**QUOTED PASSAGE**.
====
Denver Leverages Ties to Beat City Council Motion

Jewish Federations across the US and Canada continue to mobilize their communities to lead efforts to counter one-sided city council resolutions that call for an unconditional ceasefire in the war between Israel and Hamas and fail to hold Hamas accountable for the war and the devastation in Gaza.

While these resolutions generally have no direct legislative impact, they provide groups hostile to Israel the opportunity to deliver their messages to the public, influence the thinking of local elected officials, and create a momentum that could impact other decision-makers on city, state and federal levels. 

Our team at Jewish Federations of North America has provided guidance to the field in the form of resources, training sessions, talking points and crisis communications support and by connecting Federations with one another for sharing of best practices.

In Denver, Colorado, Federation President & CEO Renée Rockford and JCRC Director Dr. Dan Leshem worked closely together in a months-long effort to combat a one-sided resolution before the Denver city council.   

They learned about the introduction of the resolution immediately after it was introduced, thanks to an existing relationship they had with a pro-Israel member of the city council.  They mapped out a strategy based on the guidance of the city council member who advised them to answer the following questions: 1) What do you see coming? 2) Who are the players against you? 3) Who is on our side and able to be convinced? and 4) What do you want from the city council?

The Federation mobilized community members with influence to engage the other members of the city council. The Federation’s approach was not just to overturn the resolution, but to work with the city council members to help them navigate this issue in a peaceful and respectful manner, and to follow the council’s recommendations for how the Jewish community should work to counter this resolution. “We know that these community leaders have little interest in the animus brought by protestors. Working to forge relationships ahead of time, and then providing guidance and partnership in these difficult moments has been just one of the ways we have mitigated the impact of these contentious actions by the opposition,” said Rockford.

For example, the Federation learned that anti-Israel protestors were planning a major rally that would take place during the city council meeting.  The Federation was advised by the council members not to attend the meeting or hold a counter rally.  JCRC Director Dr. Dan Leshem mobilized the leadership of the Jewish community to coordinate efforts and ensure that there was full community agreement not to send representation to the meeting.

Ahead of the meeting, Federation leadership held one-on-one conversations with every member of the council to strengthen the relationship and to establish trust. They explained that this resolution was deeply polarizing and was not about peace.  After the meeting, which was disrupted by unruly anti-Israel protests, Federation leadership sent personalized letters to each member of the council that expressed their dismay over the chaos and thanked them for their guidance.
====
**BRIEF 1**. Transcribe the article on Denver's city council resolution word for word, starting at the words "Jewish Federations across" and stopping after "of best practices.".
**BRIEF 2**. Pick up the article on Denver's city council resolution after its final sentence and continue writing it.

[Descriptions of image regions in natural language]
====
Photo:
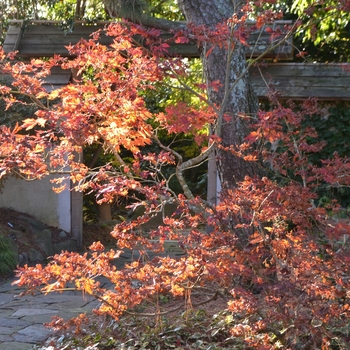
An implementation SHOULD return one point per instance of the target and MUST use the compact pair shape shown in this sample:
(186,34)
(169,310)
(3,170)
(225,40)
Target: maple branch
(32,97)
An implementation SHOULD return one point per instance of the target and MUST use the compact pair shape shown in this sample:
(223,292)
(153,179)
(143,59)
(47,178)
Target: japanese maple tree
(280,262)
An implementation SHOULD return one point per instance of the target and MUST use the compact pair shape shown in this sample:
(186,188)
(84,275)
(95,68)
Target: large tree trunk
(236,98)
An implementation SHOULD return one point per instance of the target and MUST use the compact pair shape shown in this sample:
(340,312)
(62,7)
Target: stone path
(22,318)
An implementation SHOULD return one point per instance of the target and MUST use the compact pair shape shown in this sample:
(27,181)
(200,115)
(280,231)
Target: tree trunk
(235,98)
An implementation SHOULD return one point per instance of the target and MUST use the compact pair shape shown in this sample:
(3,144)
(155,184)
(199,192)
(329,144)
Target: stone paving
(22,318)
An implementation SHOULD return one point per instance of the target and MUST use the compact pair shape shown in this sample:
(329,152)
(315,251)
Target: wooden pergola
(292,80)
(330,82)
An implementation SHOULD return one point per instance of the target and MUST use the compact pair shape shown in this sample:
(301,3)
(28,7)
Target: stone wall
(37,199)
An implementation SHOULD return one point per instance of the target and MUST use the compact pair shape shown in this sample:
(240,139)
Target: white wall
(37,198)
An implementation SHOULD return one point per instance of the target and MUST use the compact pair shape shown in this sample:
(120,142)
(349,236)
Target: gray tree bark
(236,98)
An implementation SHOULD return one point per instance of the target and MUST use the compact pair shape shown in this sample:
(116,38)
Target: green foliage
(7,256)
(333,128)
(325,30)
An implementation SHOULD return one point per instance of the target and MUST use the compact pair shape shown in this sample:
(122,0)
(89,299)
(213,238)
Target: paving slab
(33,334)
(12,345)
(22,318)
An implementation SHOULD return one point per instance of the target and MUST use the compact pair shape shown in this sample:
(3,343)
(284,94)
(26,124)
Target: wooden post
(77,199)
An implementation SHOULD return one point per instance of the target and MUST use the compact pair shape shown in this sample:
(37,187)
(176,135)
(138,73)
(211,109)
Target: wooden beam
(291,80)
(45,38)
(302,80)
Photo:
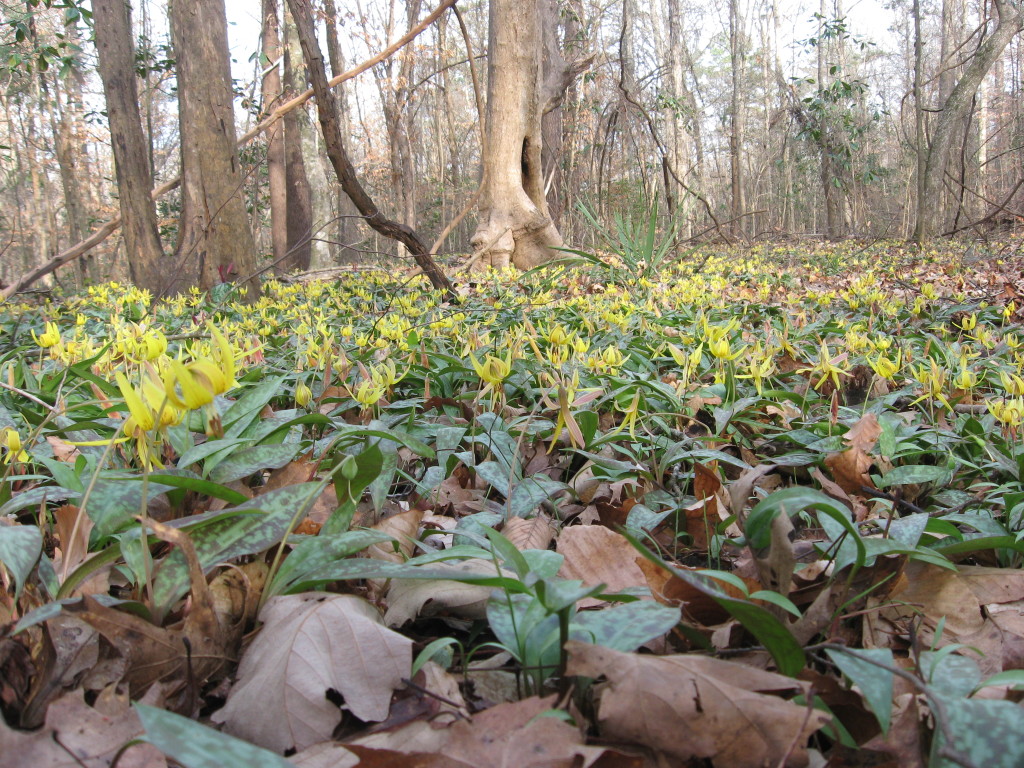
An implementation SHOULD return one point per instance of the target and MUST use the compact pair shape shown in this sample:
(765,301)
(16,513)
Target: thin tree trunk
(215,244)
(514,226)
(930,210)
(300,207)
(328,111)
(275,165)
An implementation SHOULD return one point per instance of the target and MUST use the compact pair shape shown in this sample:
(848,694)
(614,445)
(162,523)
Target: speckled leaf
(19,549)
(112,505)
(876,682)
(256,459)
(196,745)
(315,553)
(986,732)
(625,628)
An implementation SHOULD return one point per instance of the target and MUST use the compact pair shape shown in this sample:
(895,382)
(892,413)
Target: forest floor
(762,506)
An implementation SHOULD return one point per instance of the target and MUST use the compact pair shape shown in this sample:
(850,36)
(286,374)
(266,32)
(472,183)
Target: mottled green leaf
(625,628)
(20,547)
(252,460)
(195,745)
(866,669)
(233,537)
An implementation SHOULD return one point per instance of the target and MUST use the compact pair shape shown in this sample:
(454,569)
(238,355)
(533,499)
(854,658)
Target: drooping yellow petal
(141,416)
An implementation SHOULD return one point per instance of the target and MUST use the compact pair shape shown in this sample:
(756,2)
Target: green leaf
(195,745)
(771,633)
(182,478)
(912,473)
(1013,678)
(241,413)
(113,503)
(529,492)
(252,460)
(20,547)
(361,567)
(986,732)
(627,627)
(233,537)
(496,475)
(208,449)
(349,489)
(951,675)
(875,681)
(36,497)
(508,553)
====
**REPLY 1**.
Jewish Federations across the US and Canada continue to mobilize their communities to lead efforts to counter one-sided city council resolutions that call for an unconditional ceasefire in the war between Israel and Hamas and fail to hold Hamas accountable for the war and the devastation in Gaza.

While these resolutions generally have no direct legislative impact, they provide groups hostile to Israel the opportunity to deliver their messages to the public, influence the thinking of local elected officials, and create a momentum that could impact other decision-makers on city, state and federal levels. 

Our team at Jewish Federations of North America has provided guidance to the field in the form of resources, training sessions, talking points and crisis communications support and by connecting Federations with one another for sharing of best practices.

**REPLY 2**.
Members of the Jewish community spoke during the public comment session held a few days later. JCRC Board Chair Matt Most applauded the members of the city council for their service and spoke of the physical and emotional implications such a divisive resolution would have on members of the Jewish community in Denver.  He also urged the city council members to recognize the complexities that Israel faces. He said, “Israelis are left with a series of impossible choices to achieve security. They face a terrorist organization that is unambiguous about its intention to eliminate Israel and all of its citizens ‘from the river to the sea.’ That same organization hides in schools, hospitals and under the very earth where civilians live.  On October 7th Israelis came face to face with that evil, and it is indeed terrifying.”

At the following city council meeting, the Federation invited members of the community to attend and speak.  When the JCRC Director and Chair spoke, they were booed by anti-Israel protestors who were so unruly that the meeting was shut down and forced to conclude in private. The meeting ended with the city council rejecting the resolution with a final vote of four in favor, eight voting against and one abstaining. Following the vote, JewishColorado issued a statement in concert with other Jewish organizations that praised the city council’s decision.     

On the night of the victory, three nearby cities reached out to Federation leadership for support with problematic city council resolutions in their own jurisdictions, and the Federation worked with them to successfully reverse the resolutions. 

The most important piece of advice Leshem recommends is to build relationships with members of the city council before an incident occurs.  “Even having one or two trusted contacts in every city council across the state can go a long way,” he said.